ACTION ITEM A →
According to the passage on becoming a crime scene photographer, where might aspiring crime scene photographers first work as generalist forensic science technicians?
ACTION ITEM B →
Give again, word for word, the part of the passage on becoming a crime scene photographer that opens with the words containing "Most forensic photographers" and closes with "Forensic Photography Training.".
ACTION ITEM C →
Carry on the passage about becoming a crime scene photographer from the point where it stops.

GIVEN PASSAGE →
4. Gain Real-World Work Experience.
The sooner you can begin gaining work experience, the better. Many criminal justice majors complete an internship as part of their college coursework to pursue a bachelor’s degree. Although you are unlikely to find a full-time internship that focuses exclusively on forensic photography, you might be able to shadow and learn from established crime scene photographers and potentially even try your hand at taking crime scene photos while interning with police departments or other law enforcement agencies.
Most forensic photographers begin in more generalized roles in forensic science and crime scene investigation before advancing to roles as crime scene photographers. Aspiring crime scene photographers might first work as generalist forensic science technicians in crime laboratories.
5. Complete Forensic Photography Training.
An experienced forensic science technician who is wondering how to become a crime scene photographer needs specific training in forensic photography. This training may be provided on the job or through formal training courses.
Your training to become a forensic photographer should include studies of camera formats and films, lighting and color theory and the use of digital imaging technology. Through this training, you will need to learn how to spot and photograph physical evidence found on crime scenes and how to use the various kinds of equipment forensic photographers use, including tripods, different camera lenses, a laser distance meter, rulers and lighting units.

DATASET EXTRACT →
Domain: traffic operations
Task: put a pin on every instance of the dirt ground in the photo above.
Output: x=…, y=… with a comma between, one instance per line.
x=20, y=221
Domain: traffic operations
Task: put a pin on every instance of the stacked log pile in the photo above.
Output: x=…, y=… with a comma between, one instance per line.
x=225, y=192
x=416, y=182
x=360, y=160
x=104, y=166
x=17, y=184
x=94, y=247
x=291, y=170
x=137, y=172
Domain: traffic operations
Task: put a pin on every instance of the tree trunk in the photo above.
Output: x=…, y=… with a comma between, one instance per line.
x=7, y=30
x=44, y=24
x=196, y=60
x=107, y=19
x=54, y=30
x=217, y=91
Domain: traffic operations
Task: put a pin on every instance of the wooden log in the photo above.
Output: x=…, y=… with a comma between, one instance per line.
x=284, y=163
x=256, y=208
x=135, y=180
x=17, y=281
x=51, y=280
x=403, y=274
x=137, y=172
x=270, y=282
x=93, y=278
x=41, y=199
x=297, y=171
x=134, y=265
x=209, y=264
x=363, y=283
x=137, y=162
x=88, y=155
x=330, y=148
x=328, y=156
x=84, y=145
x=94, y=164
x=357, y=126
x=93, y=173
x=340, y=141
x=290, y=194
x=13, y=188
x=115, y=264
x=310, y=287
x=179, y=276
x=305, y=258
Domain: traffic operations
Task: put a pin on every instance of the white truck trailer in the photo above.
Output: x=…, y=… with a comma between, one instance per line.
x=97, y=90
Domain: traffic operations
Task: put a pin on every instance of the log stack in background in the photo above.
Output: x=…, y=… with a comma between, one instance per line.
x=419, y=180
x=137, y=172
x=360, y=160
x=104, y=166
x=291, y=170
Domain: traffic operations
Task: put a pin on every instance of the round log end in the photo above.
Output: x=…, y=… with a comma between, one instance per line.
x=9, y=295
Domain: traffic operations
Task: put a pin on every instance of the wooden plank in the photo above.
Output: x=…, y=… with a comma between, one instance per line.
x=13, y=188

EXPECTED OUTPUT A →
In crime laboratories.

EXPECTED OUTPUT B →
Most forensic photographers begin in more generalized roles in forensic science and crime scene investigation before advancing to roles as crime scene photographers. Aspiring crime scene photographers might first work as generalist forensic science technicians in crime laboratories.
5. Complete Forensic Photography Training.

EXPECTED OUTPUT C →
If you’re planning on pursuing professional certification later, you should look for forensic photography and imaging training courses approved by the International Association for Identification (IAI). IAI forensic photography courses include studies in areas like the following:
- Basic, intermediate and advanced crime scene and forensic photography
- Digital photography and processing of evidentiary photo
- Forensic photography using alternate light sources
- Low-light photography
- Forensic ultraviolet and infrared photography
- Shooting incident documentation
- Death scene photography
- Sexual assault photography
- Autopsy and injury photography
- Trajectory photography
Once you have developed the skills and knowledge you need to become a crime scene photographer, you’re ready to advance to a forensic photographer position.
6. Apply for Voluntary Certification.
To prove your skills in photographic documentation of crime scenes, you might consider seeking the Forensic Photography & Imaging Certification from the International Association for Identification once you have experience as a forensic photographer.
Requirements for the IAI’s Forensic Photography & Imaging Certification include:
- A minimum of two years of experience as a forensic photographer
- At least 80 hours of training, of which at least 40 hours must be specific to the field of forensic photography
- Two letters of endorsement and two references
- A passing score on a written test
- A passing score on a practical examination
- Passing scores on assignments in the areas such as crime scene, footwear impressions, night scene, injury, latent prints and vehicle documentation photography
Forensic photography isn’t right for every person who enjoys taking photos. While the forensic photographer job does allow you to make a living with your camera, it’s not as glamorous as working in, say, the fashion or entertainment industries. Taking pictures according to crime scene protocols also isn’t fun the way that photography work in event services and portrait studios is. The pictures you take as a forensic photographer serve a serious purpose – to help solve crimes and assist in holding the perpetrators accountable.